#### DATA RECORDS:
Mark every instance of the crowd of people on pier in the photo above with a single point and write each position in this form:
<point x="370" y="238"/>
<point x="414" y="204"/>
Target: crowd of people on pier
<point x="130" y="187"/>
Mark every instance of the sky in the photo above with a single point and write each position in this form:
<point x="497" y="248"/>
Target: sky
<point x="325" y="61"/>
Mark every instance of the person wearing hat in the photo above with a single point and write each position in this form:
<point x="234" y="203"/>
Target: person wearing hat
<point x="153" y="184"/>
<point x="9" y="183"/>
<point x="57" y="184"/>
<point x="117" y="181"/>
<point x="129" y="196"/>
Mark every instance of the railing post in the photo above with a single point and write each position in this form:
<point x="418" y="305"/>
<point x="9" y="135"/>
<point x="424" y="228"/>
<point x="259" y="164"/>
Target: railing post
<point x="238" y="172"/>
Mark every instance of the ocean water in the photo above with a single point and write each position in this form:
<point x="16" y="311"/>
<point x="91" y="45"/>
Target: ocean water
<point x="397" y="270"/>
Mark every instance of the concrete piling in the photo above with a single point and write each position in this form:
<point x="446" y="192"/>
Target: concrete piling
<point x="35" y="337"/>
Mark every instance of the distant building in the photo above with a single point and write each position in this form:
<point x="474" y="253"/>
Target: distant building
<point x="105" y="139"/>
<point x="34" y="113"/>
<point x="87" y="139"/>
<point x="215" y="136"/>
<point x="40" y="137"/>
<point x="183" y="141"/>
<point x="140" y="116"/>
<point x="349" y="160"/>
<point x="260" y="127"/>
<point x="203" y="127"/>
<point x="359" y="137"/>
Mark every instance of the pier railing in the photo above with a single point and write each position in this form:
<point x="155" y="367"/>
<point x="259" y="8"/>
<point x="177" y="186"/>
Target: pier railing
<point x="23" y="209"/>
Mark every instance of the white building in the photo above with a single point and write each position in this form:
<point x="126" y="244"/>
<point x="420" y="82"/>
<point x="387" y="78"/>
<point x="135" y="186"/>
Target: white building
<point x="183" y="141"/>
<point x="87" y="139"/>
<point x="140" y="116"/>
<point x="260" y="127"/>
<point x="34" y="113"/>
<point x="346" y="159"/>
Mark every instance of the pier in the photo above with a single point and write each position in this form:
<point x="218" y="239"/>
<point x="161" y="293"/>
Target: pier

#### YOUR OBJECTIVE:
Every entry above needs to be quoted exactly.

#### EXERCISE RESPONSE:
Mark every instance of the crowd of people on pier in the photo above with a single point and write each position in this form:
<point x="370" y="238"/>
<point x="414" y="204"/>
Target: crowd of people on pier
<point x="130" y="187"/>
Mark every instance of the sky in the photo above with a single point and write each position in this form:
<point x="497" y="248"/>
Target: sky
<point x="325" y="61"/>
Mark every instance of the person wearing hat in the photo above with a single point and write each position in this form:
<point x="234" y="203"/>
Target: person wearing hat
<point x="153" y="184"/>
<point x="9" y="183"/>
<point x="57" y="184"/>
<point x="117" y="181"/>
<point x="129" y="196"/>
Mark every instance of the railing post in the photo above with a single point and write each position in this form:
<point x="418" y="305"/>
<point x="9" y="135"/>
<point x="424" y="228"/>
<point x="259" y="164"/>
Target: railing post
<point x="238" y="172"/>
Mark every instance of the ocean water in the photo above with a single point and write each position in this form:
<point x="16" y="311"/>
<point x="91" y="45"/>
Target: ocean water
<point x="397" y="270"/>
Mark every instance of the concrete piling in the photo above with a single point and write each position in this form:
<point x="446" y="192"/>
Target: concrete piling
<point x="35" y="337"/>
Mark every instance of the distant building in the photo above with a single point and write each position in this form:
<point x="474" y="253"/>
Target: distant building
<point x="105" y="139"/>
<point x="34" y="113"/>
<point x="87" y="139"/>
<point x="215" y="136"/>
<point x="40" y="137"/>
<point x="183" y="141"/>
<point x="140" y="116"/>
<point x="349" y="160"/>
<point x="260" y="127"/>
<point x="203" y="127"/>
<point x="359" y="137"/>
Mark every instance of the pier railing in the photo above with a single point and write each position in this form:
<point x="155" y="367"/>
<point x="259" y="8"/>
<point x="177" y="186"/>
Target: pier railing
<point x="23" y="209"/>
Mark every instance of the white building in the photo above with a single point and write each position in this form:
<point x="126" y="244"/>
<point x="420" y="82"/>
<point x="387" y="78"/>
<point x="135" y="186"/>
Target: white building
<point x="183" y="141"/>
<point x="87" y="139"/>
<point x="140" y="116"/>
<point x="260" y="127"/>
<point x="34" y="113"/>
<point x="346" y="159"/>
Mark every instance of the pier in the photo above with a single point and write each position in this form:
<point x="218" y="239"/>
<point x="161" y="293"/>
Target: pier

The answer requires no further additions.